-- Records provided follows --
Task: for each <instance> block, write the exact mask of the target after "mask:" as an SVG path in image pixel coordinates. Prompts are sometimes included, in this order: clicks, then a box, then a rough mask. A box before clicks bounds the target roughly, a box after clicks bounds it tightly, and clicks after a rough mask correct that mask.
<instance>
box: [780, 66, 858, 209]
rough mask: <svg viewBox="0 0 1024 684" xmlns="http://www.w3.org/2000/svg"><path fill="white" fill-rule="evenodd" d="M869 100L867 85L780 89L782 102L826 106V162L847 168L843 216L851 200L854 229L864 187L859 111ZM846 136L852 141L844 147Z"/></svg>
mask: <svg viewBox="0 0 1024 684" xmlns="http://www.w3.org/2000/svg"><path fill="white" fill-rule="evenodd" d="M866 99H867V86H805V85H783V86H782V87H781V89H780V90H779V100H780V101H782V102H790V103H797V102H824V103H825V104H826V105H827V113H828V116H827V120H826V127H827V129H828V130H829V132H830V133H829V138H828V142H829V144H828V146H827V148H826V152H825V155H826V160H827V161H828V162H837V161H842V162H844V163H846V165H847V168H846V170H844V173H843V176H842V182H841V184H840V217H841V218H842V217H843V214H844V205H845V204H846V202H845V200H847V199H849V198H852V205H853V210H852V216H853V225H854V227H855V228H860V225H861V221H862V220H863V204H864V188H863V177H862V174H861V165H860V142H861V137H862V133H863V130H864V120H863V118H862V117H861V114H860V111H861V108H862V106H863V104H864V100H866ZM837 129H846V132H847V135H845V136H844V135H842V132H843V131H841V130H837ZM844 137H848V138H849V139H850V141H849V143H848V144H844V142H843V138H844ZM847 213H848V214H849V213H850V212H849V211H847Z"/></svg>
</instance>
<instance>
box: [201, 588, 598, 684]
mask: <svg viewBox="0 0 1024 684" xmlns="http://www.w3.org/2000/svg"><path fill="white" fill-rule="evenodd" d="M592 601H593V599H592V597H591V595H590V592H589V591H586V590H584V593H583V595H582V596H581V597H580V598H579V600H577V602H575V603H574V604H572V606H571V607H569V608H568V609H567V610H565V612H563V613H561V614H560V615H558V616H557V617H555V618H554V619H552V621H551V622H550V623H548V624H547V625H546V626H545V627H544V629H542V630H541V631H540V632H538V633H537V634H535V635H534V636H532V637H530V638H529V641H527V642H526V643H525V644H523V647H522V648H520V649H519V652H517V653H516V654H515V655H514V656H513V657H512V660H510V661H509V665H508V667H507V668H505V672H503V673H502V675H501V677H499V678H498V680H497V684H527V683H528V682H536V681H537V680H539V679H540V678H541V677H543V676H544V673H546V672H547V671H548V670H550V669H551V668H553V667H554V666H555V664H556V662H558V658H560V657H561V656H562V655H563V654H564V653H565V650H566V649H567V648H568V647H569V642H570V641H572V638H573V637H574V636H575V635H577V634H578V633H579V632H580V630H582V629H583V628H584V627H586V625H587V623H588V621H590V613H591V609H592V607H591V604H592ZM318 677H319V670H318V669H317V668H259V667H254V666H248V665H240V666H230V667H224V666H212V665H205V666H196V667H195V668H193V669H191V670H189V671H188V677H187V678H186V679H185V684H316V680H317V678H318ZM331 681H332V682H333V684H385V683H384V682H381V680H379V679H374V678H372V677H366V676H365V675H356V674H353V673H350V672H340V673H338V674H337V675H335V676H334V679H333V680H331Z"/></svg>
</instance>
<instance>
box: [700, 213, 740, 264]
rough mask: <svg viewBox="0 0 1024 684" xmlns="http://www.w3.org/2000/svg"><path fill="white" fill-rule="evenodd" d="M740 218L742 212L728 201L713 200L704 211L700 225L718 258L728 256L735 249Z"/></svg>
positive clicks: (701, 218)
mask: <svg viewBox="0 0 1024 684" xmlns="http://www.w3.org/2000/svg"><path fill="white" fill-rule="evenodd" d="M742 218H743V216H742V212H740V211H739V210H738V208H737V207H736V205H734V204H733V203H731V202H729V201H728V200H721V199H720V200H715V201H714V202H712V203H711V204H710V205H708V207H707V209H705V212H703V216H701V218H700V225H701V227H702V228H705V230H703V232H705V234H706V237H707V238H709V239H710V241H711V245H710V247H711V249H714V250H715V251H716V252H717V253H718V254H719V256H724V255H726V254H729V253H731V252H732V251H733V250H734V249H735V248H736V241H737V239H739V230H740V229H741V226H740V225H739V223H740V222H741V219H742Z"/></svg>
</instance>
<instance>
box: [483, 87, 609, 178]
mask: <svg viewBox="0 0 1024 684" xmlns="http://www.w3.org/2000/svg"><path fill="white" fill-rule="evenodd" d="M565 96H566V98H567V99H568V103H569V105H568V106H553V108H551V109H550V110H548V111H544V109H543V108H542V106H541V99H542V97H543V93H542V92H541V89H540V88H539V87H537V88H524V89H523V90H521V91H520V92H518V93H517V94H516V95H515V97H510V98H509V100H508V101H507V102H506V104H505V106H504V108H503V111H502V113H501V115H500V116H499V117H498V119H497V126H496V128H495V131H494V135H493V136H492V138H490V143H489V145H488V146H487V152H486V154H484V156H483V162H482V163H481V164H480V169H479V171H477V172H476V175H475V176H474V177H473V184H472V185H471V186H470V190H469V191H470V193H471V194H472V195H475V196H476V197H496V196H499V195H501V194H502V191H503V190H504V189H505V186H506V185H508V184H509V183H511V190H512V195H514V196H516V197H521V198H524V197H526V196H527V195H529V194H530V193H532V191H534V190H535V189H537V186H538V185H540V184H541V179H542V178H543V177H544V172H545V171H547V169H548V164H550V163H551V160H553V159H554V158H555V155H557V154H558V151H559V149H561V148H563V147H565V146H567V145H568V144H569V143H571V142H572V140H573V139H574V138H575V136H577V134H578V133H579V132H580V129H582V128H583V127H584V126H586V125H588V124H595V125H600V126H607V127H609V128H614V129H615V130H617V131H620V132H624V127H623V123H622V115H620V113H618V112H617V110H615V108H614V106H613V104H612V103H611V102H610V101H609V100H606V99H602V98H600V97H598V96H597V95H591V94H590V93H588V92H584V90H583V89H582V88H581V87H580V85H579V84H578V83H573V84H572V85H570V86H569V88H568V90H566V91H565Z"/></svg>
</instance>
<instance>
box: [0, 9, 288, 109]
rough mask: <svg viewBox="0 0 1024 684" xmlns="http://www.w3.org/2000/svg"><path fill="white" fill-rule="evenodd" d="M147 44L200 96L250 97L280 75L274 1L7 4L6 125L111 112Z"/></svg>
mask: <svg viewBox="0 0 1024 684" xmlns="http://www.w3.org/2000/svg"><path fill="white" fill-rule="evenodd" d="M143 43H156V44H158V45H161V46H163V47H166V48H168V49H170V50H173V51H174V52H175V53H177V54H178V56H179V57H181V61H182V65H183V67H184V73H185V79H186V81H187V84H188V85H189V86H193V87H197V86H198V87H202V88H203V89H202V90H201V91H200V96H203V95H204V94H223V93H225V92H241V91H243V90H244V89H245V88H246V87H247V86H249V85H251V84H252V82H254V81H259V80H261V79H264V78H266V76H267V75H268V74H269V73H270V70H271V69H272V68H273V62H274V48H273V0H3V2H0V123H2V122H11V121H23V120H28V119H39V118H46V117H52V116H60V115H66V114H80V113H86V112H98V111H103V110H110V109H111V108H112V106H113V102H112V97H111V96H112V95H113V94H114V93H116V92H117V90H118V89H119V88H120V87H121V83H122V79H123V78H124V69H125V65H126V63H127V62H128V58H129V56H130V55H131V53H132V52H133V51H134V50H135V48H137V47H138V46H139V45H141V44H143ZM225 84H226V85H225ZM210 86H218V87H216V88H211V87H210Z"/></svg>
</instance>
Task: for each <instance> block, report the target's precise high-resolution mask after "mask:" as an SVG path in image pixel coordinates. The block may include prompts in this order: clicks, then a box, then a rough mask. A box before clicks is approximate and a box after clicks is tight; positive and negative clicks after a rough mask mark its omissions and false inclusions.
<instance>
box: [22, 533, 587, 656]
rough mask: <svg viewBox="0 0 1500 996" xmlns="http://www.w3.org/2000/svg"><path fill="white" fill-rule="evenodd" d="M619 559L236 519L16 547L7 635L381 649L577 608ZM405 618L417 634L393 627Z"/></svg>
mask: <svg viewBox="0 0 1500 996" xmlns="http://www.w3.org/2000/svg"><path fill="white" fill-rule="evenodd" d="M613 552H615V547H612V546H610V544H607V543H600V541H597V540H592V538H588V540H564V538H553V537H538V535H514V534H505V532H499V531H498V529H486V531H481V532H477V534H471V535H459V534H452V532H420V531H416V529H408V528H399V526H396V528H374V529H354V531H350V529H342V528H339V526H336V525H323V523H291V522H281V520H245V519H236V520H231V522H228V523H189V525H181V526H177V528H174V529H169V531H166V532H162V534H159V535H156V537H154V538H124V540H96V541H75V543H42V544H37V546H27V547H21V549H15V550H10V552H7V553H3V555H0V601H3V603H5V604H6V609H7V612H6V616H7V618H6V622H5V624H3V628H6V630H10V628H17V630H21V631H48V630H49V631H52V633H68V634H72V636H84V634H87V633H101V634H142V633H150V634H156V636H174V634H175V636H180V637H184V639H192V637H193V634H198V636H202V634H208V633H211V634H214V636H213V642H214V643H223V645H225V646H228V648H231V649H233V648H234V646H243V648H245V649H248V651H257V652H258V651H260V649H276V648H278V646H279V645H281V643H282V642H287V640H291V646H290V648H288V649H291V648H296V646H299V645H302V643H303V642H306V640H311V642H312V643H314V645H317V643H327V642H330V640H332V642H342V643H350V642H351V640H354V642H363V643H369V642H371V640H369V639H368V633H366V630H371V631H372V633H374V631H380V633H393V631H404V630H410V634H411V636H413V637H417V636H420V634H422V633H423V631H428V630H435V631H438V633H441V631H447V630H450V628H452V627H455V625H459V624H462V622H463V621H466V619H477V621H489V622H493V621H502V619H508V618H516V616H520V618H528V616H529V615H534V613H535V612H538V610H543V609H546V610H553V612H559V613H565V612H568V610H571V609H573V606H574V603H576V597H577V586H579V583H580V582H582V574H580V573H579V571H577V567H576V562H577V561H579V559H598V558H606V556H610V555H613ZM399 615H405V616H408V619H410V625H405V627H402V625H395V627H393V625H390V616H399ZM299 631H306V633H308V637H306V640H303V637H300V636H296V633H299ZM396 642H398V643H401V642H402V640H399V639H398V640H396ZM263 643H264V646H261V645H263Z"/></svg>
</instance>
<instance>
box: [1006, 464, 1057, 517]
-- Records provided concluded --
Above are the entries; repeat their lines exactly, from the first through the one that contains "box: [780, 66, 858, 209]".

> **Answer box**
Task: for each <instance> block, write the exact mask of the target after "mask:" as an SVG path in image pixel coordinates. Prompts are sometimes included, in this order: clicks, then a box, then a rough mask. A box before clicks bounds the target roughly, a box after clicks bounds it tightly, and clicks after a rough mask correct that mask.
<instance>
box: [780, 66, 858, 209]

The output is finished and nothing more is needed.